>> start EXCERPT TO READ

Fast forward to the year 2008. I'm getting my first bra fitting. The fitter says I have a D cup. I break down in tears in the fitting room. (Embarrassing.)

Fast forward again to 2013. I'm measuring myself per Reddit's “A Bra that fits” instructions. I get 34FF. I break down into tears again.

Most recently, some folks have been posting old pictures on Facebook, and I'm finding myself in pain over the fact that I look, as I said to my partner, “normal.” And this is not a judgement in terms of size — this is me being deeply, and vulnerably, attached to my self-perception with smaller breasts.

I am finding I don't WANT to have these things on my chest during the wedding.

I have been putting off scheduling my consultation with the corset maker. This has led to tons of second guessing myself, worrying about what types of responses I'll get from other people and family members, about my clothing choices — not only for the wedding but for other parts of life as well.

Then I realized I was focusing on how I looked over how I felt, or how I wanted to move through this event. I was thinking about wanting to be my “perfect self,” but only on the outside.

I finally let it go. I finally hit the point where I said “I am not my envelope.” Sure, I want to feel my best during the wedding, but the choices I will make for that will be focused on what is right for what's inside the envelope.

I reminded myself: That corset that I've been agonizing over… I chose to look for a corset not only because it would support me better than a bra would, and require no special undergarments, but also because the last time I danced at a wedding I hurt my hip pretty badly and was limping for weeks. A corset will help me with that by keeping me aware of my movement and maintaining my stability. These are sound, strategic choices that have nothing to do with how I look in it.

Now I'm planning on writing a mantra card and sticking it on my wall: I AM NOT MY ENVELOPE.

If you've read this far, thank you! I'm hoping this can help others who are fighting with self-perception. I'd love to hear how others are working on it.

>> end EXCERPT TO READ
>> start MATERIAL FOR THE TASK

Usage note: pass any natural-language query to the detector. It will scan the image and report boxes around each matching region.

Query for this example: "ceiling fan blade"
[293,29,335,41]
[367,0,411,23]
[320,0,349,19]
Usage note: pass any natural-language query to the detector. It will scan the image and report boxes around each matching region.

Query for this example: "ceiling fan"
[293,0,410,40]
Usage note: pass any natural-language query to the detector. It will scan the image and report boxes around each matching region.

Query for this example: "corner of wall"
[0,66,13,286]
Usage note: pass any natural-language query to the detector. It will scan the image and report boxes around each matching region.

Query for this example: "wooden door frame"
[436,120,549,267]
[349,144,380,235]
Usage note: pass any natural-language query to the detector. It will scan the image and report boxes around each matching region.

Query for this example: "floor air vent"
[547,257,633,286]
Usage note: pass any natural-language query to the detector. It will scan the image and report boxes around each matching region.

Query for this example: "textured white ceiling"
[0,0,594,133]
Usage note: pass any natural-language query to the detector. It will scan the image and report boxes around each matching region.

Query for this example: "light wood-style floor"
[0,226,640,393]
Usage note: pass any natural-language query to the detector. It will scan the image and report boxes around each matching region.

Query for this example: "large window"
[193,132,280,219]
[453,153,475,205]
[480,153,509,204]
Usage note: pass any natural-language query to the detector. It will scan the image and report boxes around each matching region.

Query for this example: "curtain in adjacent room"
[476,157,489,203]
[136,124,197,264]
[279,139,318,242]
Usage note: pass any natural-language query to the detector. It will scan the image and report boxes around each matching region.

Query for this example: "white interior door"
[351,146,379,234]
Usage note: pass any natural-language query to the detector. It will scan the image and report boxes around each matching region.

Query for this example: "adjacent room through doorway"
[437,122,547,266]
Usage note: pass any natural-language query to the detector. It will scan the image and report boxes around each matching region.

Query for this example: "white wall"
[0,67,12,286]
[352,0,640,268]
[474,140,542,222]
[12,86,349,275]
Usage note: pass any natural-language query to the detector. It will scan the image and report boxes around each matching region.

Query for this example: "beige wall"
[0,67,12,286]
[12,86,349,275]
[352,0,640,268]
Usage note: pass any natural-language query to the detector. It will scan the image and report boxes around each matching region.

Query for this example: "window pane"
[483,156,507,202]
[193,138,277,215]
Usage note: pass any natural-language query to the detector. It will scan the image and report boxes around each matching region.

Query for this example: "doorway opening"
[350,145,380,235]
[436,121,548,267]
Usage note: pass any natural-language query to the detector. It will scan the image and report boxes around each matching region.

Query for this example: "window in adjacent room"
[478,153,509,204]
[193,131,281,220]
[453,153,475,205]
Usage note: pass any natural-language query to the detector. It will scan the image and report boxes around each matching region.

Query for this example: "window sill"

>> end MATERIAL FOR THE TASK

● **REQUIRED TASK 1**
In the excerpt about the bra fitting and the corset, what size did the writer get from measuring in 2013?
● **REQUIRED TASK 2**
Update everything from the start of the rows down through the line containing "[320,0,349,19]", replacing "detector" with "locator" and leaving everything else unchanged.

● **TASK RESPONSE 1**
34FF

● **TASK RESPONSE 2**
Usage note: pass any natural-language query to the locator. It will scan the image and report boxes around each matching region.

Query for this example: "ceiling fan blade"
[293,29,335,41]
[367,0,411,23]
[320,0,349,19]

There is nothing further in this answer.